→ DOCUMENT TEXT
----
Khadaisia had the largest, most pendulous breast I had ever seen (a glimpse of). Some women don't wear anything under their mullefas, which are nebulous, breezy and open articles of clothing. Still, breasts aren't scandalous here; they're seen as about as sexually charged as a couple half-gallons of 2%. An ankle though, a calf or god forbid a thigh, could send someone over the edge. Go figure.

Anyway, she was a large woman with old and strong hands, dyed with henna, an active face and voice (when she sung it was like a woman half her age), she danced a little from her seat and used her mulaffa like a tool, or an appendage as she told stories about animals who used to live here, like lions.

Abdelai wore a wrinkled black gendura with white sirwaal. He had out-of-control cheekbones - the key to looking youthful forever. He had fuzzy white close-cut scrub on his head, and a tiny white patch of hair jutting out from his chin. He had most of his teeth, but those that were absent were conspicuously so.

{By the by, I'm actually surprised that anyone around here has any teeth at all. No one brushes them, except with their finger and water, or with the twigs of a tooth-brush tree, which they chew on and scrape against. On top of that, they drink sugary tea all day long and eat white rice with everything. Plus no dentistry (or medical care for that matter). But considering everything, they have amazingly in-tact teeth, and many might even have nice ones, if I could only hold them down long enough to scrape that brown shit off the surface.}

Anyway, back to Abdelai: He said his father once rode a lion into town, and steered it by the ear from his perch on its back. He couldn't hear very well, and told me the names for local trees twice. Everyone was lovely, and we had a nice, if mutually unintelligible time until Ismaila's father broke up the party by beating him and chasing him into our midst with a knotted rope. Oh well. Time to go folks.

I've been watching the ballon team practice each night in the field outside the garden after I've finished watering, and the air is cool. It's strictly a male arena - the girls can't even come to watch, lest scandal ensue, so I'm trying to take advantage of my position in this society as, unquestionably, a man. During practice, the younger boys sit in front on the sand; the babies and the brothers. Last night one of them got hit in the face with the ball, and cried to the amusement of all. Many of the young ones tend to watch me, instead of the game, or only watch the game until I've looked away, and they can resume staring. This behavior usually decreases with age, as the older ones of certain years are often too cool to pay me much attention at all. It's fine though, it really only ever takes one clever remark from the soft-voiced nasrani, and they're laughing too, repeating it to everyone. In short, I don't feel unwelcome - just largely, as of yet, unknown. And that's 100% true.

I don't know too much about soccer, but the players seem pretty good - at least they're organized and there's a man with a whistle, so that's got to count for something. They play shirts and skins, old-school style, and true to form they're all tightly muscled despite the lack of good protein here, and thin with broad shoulders. It's hard not to feel my own inferior make while watching them, so thank god for the lack of mirrors, and that the only reflection I ever see is in the dull, rippled tin of my latrine door.

It's tempting too, to let one's mind follow the psychology of 'noble savagery', and to assume that because some people are poor or disadvantaged, they are somehow better, by default, than those of us who take privilege and riches for granted. It's not true of course, people are the same everywhere, regardless of economics, but when you watch these tall, skinny young men playing soccer in their makeshift shoes, the socks with strappy sandals, maybe taped together or paired with ratty cleats on one foot, and showing their painfully clear earnestness; their regal chins, their brotherhood - it's tempting to feel ashamed of one's birth, in a way. They've had to earn everything they've gotten, much more than me. Still, cynicism, hopelessness and self-pity are all indulgences, and therefore a complete waste of time. Mashallah.
----
[Rows from a dataset]
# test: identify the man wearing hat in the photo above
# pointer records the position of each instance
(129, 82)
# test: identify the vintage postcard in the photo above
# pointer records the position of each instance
----
→ TASK GOAL
Substitute "tunic" for "gendura" and write out the text starting at "Abdelai wore a" and ending at "were conspicuously so.". These rows have no connection to the text.

→ COMPLETED TASK
Abdelai wore a wrinkled black tunic with white sirwaal. He had out-of-control cheekbones - the key to looking youthful forever. He had fuzzy white close-cut scrub on his head, and a tiny white patch of hair jutting out from his chin. He had most of his teeth, but those that were absent were conspicuously so.